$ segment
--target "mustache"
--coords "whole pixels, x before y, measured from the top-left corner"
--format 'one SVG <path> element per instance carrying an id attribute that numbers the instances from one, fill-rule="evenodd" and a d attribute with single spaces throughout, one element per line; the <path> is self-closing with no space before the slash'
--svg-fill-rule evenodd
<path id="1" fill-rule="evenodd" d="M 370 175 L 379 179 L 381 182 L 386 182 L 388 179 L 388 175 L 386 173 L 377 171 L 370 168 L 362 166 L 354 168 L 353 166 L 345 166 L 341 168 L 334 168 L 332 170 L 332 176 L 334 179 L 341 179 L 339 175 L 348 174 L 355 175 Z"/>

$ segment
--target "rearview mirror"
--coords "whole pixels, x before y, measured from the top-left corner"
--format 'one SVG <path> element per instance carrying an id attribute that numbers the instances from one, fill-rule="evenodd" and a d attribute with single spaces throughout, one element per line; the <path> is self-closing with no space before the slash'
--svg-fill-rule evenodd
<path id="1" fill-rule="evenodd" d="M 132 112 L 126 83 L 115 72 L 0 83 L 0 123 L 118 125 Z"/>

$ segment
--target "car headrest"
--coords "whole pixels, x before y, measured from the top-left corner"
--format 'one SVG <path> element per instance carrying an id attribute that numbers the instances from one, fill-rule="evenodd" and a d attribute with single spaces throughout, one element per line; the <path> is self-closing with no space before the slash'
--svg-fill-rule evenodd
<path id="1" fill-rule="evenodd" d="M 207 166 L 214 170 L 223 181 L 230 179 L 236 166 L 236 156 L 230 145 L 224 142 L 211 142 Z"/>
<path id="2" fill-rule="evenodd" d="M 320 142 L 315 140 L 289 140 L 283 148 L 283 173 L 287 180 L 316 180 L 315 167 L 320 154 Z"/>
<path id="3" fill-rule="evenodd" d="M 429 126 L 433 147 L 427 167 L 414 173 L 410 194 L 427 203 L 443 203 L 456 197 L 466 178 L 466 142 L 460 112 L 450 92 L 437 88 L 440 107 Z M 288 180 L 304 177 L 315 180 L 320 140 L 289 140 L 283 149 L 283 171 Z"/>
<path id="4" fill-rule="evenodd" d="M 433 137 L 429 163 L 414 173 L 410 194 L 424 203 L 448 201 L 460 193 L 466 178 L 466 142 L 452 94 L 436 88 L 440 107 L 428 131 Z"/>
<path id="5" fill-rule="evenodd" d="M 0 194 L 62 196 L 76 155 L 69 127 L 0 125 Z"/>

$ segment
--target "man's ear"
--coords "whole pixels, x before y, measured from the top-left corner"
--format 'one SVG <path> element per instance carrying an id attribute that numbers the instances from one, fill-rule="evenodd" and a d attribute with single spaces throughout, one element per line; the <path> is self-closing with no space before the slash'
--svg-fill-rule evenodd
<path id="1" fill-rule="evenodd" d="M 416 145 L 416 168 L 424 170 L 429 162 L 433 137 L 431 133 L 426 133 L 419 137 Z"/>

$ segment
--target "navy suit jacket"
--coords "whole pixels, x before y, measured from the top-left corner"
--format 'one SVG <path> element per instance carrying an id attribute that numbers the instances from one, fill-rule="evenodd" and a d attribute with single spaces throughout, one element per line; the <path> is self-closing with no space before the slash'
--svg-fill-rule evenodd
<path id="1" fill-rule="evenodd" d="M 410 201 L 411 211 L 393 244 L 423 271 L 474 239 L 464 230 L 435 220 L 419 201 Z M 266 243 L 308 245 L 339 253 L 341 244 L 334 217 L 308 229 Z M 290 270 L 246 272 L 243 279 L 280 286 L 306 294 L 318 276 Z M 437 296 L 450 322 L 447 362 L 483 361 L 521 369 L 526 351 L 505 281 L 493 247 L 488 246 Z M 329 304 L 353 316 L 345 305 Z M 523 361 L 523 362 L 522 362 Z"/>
▬▬▬▬▬▬
Exercise => Reproduce every line of the data above verbatim, without changing any character.

Exercise result =>
$ segment
--target "mustache"
--coords "whole pixels, x before y, measured from the top-left corner"
--format 'one SVG <path> element per instance carrying an id attribute that numbers the instances from one, fill-rule="evenodd" and a d attribute with single spaces throughout, one element per line; the <path> is self-closing with no space before the slash'
--svg-fill-rule evenodd
<path id="1" fill-rule="evenodd" d="M 370 175 L 379 179 L 381 182 L 386 182 L 388 179 L 388 175 L 386 173 L 377 171 L 370 168 L 362 166 L 354 168 L 353 166 L 345 166 L 341 168 L 334 168 L 332 170 L 332 176 L 334 179 L 341 179 L 339 175 L 348 174 L 355 175 Z"/>

$ segment
--target "rearview mirror"
--coords "whole pixels, x before y, measured from the top-left corner"
--format 'one SVG <path> element per instance carrying an id attribute that numbers the instances from one, fill-rule="evenodd" and a d attribute with single spaces throughout, one element per line; the <path> is self-closing with no space before the slash'
--svg-fill-rule evenodd
<path id="1" fill-rule="evenodd" d="M 132 112 L 126 83 L 115 72 L 0 83 L 0 123 L 118 125 Z"/>

$ segment
--target "car headrest"
--coords "whole pixels, x before y, measured from the top-left corner"
--format 'one SVG <path> element per instance carrying an id attribute that numbers the instances from one, fill-rule="evenodd" and a d attribute with single spaces throughout, one element per line; the <path> is self-closing with no space before the slash'
--svg-fill-rule evenodd
<path id="1" fill-rule="evenodd" d="M 207 166 L 214 170 L 223 181 L 230 179 L 236 166 L 236 156 L 230 145 L 224 142 L 211 142 Z"/>
<path id="2" fill-rule="evenodd" d="M 320 142 L 315 140 L 289 140 L 283 148 L 283 173 L 287 180 L 316 180 L 315 167 L 320 154 Z"/>
<path id="3" fill-rule="evenodd" d="M 429 126 L 433 147 L 427 167 L 414 173 L 410 194 L 427 203 L 443 203 L 456 197 L 466 178 L 466 142 L 460 112 L 450 92 L 437 88 L 440 107 Z M 288 180 L 304 177 L 315 180 L 320 140 L 289 140 L 283 149 L 283 171 Z"/>
<path id="4" fill-rule="evenodd" d="M 433 137 L 429 163 L 414 173 L 410 194 L 424 203 L 448 201 L 460 193 L 466 178 L 466 142 L 452 94 L 436 88 L 440 107 L 428 131 Z"/>
<path id="5" fill-rule="evenodd" d="M 0 194 L 62 196 L 76 155 L 69 127 L 0 125 Z"/>

$ segment
--target "man's ear"
--coords "whole pixels, x before y, measured from the top-left corner"
--format 'one SVG <path> element per instance carrying an id attribute that numbers the instances from one, fill-rule="evenodd" and a d attribute with single spaces throughout, one element per line; the <path> is self-closing with no space before the slash'
--svg-fill-rule evenodd
<path id="1" fill-rule="evenodd" d="M 416 145 L 416 168 L 424 170 L 429 162 L 433 137 L 431 133 L 426 133 L 419 137 Z"/>

$ segment
--target "navy suit jacket"
--coords "whole pixels, x before y, measured from the top-left corner"
--format 'one SVG <path> element per instance carrying an id attribute that numbers the instances from one, fill-rule="evenodd" and a d attribute with single spaces throughout, one element per line; the <path> is self-closing with no space before the slash'
--svg-fill-rule evenodd
<path id="1" fill-rule="evenodd" d="M 410 201 L 411 211 L 393 244 L 423 271 L 474 239 L 464 230 L 435 220 L 419 201 Z M 266 243 L 308 245 L 339 253 L 341 244 L 334 217 L 308 229 Z M 290 270 L 246 272 L 243 279 L 280 286 L 306 294 L 318 276 Z M 437 296 L 450 322 L 447 362 L 483 361 L 521 369 L 526 351 L 505 281 L 493 247 L 488 246 Z M 329 304 L 353 316 L 345 305 Z M 523 361 L 523 362 L 522 362 Z"/>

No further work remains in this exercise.